(DATA EXCERPTS Opens)

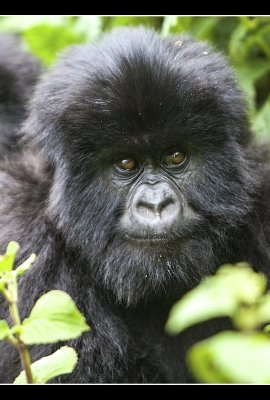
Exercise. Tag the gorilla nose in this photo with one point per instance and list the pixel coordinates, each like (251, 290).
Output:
(156, 206)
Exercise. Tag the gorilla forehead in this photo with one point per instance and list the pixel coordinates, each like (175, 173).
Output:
(134, 84)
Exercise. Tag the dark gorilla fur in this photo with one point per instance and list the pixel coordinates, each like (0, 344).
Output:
(132, 91)
(18, 74)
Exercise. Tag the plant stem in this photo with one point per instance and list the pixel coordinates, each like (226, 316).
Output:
(22, 348)
(25, 361)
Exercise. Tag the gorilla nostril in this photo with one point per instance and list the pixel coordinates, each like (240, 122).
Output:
(146, 208)
(165, 204)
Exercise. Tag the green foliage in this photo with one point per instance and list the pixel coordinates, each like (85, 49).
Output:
(237, 292)
(245, 40)
(232, 357)
(53, 318)
(218, 296)
(63, 361)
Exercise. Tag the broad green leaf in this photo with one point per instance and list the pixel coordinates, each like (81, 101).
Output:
(54, 317)
(4, 329)
(7, 261)
(63, 361)
(25, 266)
(217, 296)
(231, 357)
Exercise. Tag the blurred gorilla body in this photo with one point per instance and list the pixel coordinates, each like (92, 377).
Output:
(153, 183)
(18, 74)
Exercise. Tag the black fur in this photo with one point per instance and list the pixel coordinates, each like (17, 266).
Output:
(18, 74)
(131, 91)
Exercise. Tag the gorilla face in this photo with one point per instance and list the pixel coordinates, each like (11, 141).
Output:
(147, 138)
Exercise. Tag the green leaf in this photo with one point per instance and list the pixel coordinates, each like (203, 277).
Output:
(262, 120)
(45, 41)
(25, 266)
(231, 357)
(54, 317)
(7, 261)
(248, 72)
(4, 329)
(63, 361)
(217, 296)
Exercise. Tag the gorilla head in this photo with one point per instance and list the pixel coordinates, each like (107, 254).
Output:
(147, 138)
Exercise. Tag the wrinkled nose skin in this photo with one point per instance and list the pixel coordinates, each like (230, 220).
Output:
(155, 207)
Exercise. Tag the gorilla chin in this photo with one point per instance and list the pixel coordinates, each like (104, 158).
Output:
(138, 177)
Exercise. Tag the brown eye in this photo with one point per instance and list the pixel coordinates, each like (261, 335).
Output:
(174, 159)
(127, 164)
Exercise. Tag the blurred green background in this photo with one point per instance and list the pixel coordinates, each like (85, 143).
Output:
(245, 40)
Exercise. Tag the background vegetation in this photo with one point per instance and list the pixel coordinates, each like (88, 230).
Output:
(245, 40)
(242, 355)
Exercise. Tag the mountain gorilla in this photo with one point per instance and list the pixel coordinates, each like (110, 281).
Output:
(18, 74)
(140, 178)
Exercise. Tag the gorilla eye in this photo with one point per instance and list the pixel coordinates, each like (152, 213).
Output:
(174, 159)
(128, 164)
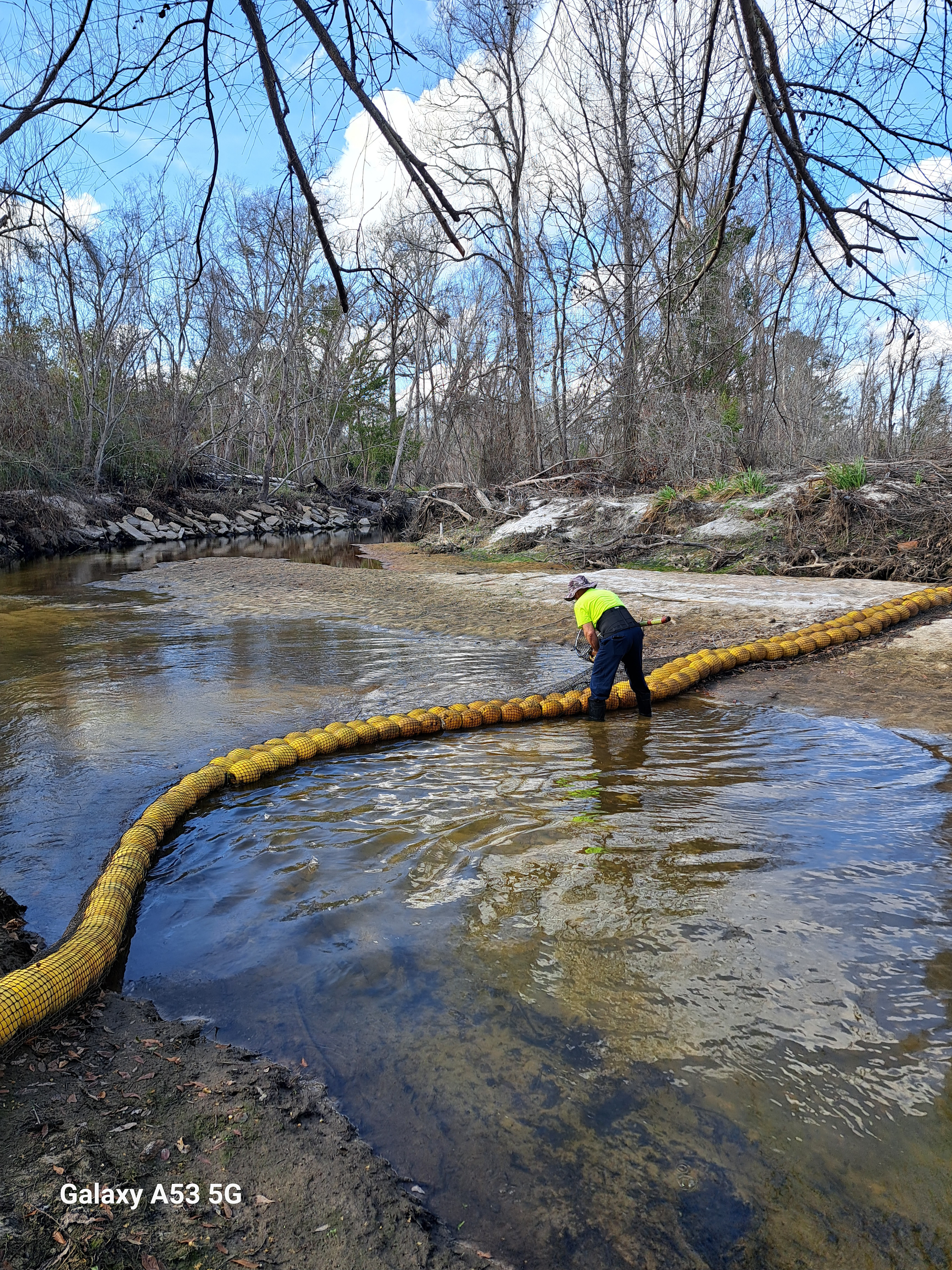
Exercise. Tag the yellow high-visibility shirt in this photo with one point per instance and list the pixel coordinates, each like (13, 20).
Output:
(595, 603)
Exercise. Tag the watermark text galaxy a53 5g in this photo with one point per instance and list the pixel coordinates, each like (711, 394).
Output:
(177, 1194)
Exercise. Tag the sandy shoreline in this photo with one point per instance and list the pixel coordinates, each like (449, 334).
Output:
(116, 1095)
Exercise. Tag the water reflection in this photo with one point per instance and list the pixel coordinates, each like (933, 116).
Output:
(670, 994)
(64, 577)
(682, 1015)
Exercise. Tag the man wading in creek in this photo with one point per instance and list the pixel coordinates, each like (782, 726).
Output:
(614, 637)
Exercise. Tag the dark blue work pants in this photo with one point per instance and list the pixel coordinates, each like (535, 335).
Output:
(624, 647)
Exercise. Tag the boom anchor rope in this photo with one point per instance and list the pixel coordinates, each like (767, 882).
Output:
(39, 992)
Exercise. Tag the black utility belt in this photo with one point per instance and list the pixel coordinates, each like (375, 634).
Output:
(614, 622)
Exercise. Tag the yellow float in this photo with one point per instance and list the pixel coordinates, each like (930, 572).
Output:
(54, 984)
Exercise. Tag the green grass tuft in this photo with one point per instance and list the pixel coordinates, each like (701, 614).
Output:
(666, 497)
(847, 475)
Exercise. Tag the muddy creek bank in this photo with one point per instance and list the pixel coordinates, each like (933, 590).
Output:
(664, 994)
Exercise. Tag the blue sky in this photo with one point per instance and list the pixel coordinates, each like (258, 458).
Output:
(251, 150)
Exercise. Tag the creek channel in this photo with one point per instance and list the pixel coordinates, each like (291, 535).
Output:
(674, 994)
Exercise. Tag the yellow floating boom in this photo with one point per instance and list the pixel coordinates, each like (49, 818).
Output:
(40, 992)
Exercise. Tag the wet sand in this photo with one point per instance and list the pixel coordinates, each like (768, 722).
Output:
(900, 677)
(73, 1105)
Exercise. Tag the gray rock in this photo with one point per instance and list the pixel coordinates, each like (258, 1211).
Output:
(134, 531)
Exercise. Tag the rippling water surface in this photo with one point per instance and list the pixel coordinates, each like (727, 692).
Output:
(657, 995)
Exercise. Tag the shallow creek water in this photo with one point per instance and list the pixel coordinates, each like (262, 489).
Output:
(658, 995)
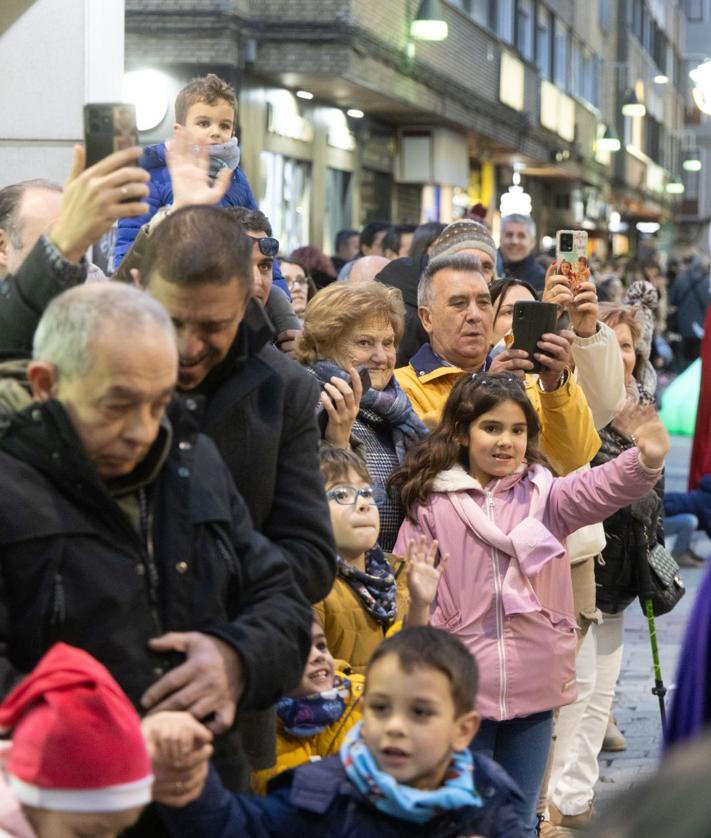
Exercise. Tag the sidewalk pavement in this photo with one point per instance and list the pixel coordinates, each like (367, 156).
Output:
(636, 709)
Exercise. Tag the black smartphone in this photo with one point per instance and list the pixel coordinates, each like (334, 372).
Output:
(108, 127)
(321, 415)
(532, 320)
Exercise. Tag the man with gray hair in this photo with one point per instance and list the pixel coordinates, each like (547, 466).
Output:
(456, 312)
(27, 210)
(121, 531)
(517, 251)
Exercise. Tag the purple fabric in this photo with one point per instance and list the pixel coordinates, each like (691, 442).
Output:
(689, 712)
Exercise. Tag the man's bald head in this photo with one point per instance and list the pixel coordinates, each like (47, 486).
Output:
(27, 210)
(367, 268)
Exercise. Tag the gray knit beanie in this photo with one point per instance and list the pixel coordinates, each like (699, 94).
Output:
(462, 235)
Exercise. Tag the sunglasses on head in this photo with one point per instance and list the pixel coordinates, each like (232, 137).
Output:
(483, 379)
(268, 246)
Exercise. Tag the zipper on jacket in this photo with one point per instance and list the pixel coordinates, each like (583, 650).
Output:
(499, 614)
(59, 602)
(226, 555)
(149, 562)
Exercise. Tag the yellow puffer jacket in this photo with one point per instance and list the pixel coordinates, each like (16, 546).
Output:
(568, 437)
(297, 750)
(351, 632)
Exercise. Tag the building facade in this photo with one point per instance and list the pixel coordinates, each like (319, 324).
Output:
(345, 118)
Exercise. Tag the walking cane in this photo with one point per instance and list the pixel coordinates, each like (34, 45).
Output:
(658, 689)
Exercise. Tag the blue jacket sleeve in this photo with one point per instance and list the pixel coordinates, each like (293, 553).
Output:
(128, 227)
(219, 814)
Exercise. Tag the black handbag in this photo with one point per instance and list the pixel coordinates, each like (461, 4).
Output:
(665, 582)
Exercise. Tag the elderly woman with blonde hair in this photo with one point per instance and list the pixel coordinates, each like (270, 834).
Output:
(351, 328)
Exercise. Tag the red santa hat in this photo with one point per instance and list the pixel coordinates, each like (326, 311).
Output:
(77, 744)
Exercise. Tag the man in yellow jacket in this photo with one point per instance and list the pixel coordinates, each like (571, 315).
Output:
(456, 311)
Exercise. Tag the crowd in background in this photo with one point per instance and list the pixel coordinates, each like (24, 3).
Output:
(359, 562)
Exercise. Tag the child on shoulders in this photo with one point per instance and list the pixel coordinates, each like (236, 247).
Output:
(206, 110)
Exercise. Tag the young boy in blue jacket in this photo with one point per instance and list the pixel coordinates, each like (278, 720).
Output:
(206, 109)
(405, 770)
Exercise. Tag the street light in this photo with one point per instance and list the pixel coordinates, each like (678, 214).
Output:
(692, 164)
(701, 76)
(429, 24)
(631, 106)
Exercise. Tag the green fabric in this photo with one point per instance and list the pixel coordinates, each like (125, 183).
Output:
(681, 400)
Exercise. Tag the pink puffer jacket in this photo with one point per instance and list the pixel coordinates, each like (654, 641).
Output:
(506, 592)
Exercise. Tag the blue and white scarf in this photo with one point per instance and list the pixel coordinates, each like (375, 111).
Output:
(405, 802)
(312, 714)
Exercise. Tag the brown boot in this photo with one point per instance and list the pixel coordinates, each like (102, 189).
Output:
(614, 738)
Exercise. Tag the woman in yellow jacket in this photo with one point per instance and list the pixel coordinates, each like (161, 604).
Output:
(313, 721)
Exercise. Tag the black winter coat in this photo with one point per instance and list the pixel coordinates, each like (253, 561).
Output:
(260, 413)
(623, 574)
(75, 569)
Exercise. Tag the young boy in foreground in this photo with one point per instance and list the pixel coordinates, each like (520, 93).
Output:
(405, 770)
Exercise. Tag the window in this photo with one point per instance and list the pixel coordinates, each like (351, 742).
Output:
(505, 20)
(524, 28)
(605, 14)
(561, 68)
(544, 56)
(695, 10)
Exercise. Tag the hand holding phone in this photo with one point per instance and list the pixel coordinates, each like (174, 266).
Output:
(572, 257)
(532, 320)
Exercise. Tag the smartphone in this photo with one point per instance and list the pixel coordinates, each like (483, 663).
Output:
(321, 415)
(108, 127)
(532, 320)
(571, 253)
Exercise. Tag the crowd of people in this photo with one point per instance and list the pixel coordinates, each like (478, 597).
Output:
(302, 545)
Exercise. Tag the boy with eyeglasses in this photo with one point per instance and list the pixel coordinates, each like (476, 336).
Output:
(373, 593)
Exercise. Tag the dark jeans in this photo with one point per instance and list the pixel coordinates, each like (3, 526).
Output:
(520, 746)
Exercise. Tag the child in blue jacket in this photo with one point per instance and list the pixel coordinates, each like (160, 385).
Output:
(206, 108)
(405, 770)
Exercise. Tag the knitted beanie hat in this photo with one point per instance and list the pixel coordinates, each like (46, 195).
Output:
(77, 744)
(462, 235)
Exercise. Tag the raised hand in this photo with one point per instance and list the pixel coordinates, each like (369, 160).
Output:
(96, 197)
(189, 167)
(555, 357)
(578, 299)
(644, 427)
(422, 578)
(341, 402)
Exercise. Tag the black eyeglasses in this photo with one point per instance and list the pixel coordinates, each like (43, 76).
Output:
(483, 379)
(268, 246)
(348, 495)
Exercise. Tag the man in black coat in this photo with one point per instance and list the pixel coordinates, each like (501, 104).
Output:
(258, 406)
(122, 532)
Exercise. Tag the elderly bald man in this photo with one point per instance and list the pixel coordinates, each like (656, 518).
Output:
(121, 531)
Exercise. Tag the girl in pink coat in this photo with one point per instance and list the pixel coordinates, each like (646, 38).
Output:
(480, 488)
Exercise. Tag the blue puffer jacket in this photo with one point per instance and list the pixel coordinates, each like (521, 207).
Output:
(697, 503)
(318, 800)
(161, 194)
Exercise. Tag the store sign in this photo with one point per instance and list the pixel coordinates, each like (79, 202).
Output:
(288, 123)
(557, 111)
(512, 81)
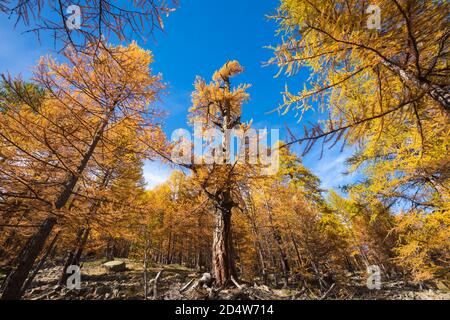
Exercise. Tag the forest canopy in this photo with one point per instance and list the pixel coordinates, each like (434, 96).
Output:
(76, 134)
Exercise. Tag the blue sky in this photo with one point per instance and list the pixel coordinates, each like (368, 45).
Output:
(199, 37)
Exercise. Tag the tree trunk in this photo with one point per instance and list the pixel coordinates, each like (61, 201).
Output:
(222, 253)
(36, 243)
(40, 264)
(32, 249)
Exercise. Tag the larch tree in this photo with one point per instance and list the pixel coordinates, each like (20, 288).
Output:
(86, 98)
(385, 90)
(216, 105)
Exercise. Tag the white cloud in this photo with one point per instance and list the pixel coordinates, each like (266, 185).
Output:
(331, 169)
(156, 173)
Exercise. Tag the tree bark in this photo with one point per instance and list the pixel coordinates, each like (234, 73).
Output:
(40, 264)
(222, 253)
(16, 279)
(32, 249)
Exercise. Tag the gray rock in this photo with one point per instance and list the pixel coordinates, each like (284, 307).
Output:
(99, 291)
(115, 266)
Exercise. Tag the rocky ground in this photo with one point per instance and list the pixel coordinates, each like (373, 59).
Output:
(100, 282)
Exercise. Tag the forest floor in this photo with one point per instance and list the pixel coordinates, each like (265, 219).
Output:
(97, 284)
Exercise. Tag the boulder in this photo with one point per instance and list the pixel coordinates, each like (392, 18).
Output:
(102, 290)
(115, 266)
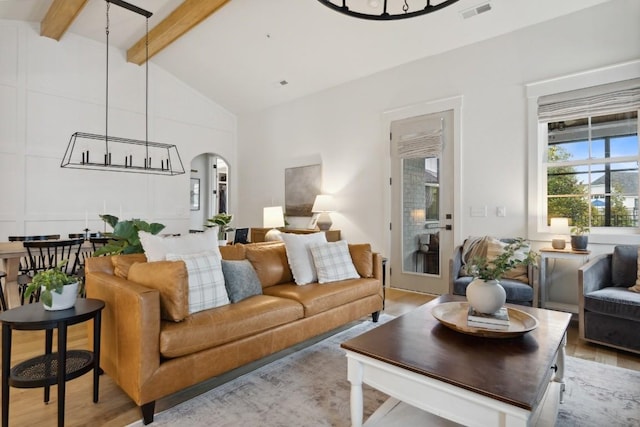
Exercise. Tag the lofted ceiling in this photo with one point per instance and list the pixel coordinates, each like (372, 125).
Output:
(241, 55)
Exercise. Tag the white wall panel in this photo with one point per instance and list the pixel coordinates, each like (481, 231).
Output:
(61, 91)
(8, 117)
(8, 53)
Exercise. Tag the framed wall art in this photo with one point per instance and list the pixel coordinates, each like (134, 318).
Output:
(195, 194)
(301, 186)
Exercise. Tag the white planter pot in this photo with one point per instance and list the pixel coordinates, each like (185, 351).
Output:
(65, 300)
(486, 296)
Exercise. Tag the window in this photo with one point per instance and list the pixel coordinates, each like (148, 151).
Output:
(584, 153)
(592, 170)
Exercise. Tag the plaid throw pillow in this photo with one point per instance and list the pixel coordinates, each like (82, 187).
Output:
(206, 281)
(333, 262)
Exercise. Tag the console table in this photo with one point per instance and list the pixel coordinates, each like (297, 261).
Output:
(257, 234)
(550, 253)
(50, 368)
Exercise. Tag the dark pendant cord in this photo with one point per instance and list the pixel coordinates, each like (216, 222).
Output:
(106, 113)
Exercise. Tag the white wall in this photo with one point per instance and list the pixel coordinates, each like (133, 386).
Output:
(341, 127)
(48, 90)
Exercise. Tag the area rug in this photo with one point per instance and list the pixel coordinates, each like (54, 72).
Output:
(310, 388)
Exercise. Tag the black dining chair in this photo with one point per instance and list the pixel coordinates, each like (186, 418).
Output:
(98, 242)
(46, 254)
(23, 265)
(83, 235)
(3, 301)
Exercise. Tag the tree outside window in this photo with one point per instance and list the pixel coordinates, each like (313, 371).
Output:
(592, 170)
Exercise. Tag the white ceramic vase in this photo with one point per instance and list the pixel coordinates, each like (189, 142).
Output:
(65, 300)
(486, 296)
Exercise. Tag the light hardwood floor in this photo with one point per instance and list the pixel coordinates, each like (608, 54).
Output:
(116, 409)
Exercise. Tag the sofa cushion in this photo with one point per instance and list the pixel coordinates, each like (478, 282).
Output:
(317, 298)
(333, 262)
(614, 301)
(624, 265)
(224, 324)
(233, 252)
(362, 258)
(270, 263)
(122, 263)
(240, 279)
(206, 281)
(171, 280)
(489, 247)
(156, 247)
(299, 255)
(517, 292)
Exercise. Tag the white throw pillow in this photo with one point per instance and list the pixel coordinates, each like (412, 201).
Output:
(299, 255)
(156, 248)
(206, 281)
(333, 262)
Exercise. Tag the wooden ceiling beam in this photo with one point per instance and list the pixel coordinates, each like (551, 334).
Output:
(59, 17)
(186, 16)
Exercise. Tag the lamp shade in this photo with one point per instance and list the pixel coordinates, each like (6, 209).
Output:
(323, 203)
(273, 217)
(559, 226)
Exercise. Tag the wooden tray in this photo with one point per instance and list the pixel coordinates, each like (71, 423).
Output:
(454, 316)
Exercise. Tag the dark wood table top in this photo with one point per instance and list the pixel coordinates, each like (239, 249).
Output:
(35, 317)
(513, 370)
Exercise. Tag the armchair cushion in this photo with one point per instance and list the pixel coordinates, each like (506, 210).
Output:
(614, 301)
(624, 265)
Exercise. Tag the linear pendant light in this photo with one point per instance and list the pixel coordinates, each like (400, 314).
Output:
(110, 153)
(386, 10)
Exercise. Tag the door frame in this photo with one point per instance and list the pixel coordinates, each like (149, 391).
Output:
(430, 107)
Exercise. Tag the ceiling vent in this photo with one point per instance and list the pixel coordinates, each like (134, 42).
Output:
(476, 10)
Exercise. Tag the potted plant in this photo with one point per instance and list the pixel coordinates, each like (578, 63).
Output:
(484, 293)
(58, 290)
(125, 239)
(579, 235)
(222, 220)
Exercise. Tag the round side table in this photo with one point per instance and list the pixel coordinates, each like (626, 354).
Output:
(51, 368)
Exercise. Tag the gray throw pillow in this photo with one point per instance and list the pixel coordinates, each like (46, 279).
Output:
(240, 280)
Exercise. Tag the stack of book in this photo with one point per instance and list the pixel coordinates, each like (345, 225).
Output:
(497, 320)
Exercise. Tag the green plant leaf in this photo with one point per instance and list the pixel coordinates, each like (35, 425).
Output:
(110, 219)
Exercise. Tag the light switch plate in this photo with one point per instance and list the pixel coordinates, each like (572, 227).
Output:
(478, 211)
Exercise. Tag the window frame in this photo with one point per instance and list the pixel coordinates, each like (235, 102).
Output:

(DATA EXCERPTS Closes)

> PROBLEM TO SOLVE: Your reply should consist of one number: how many lines in the entries contain the string "creek".

> TASK RESPONSE: 4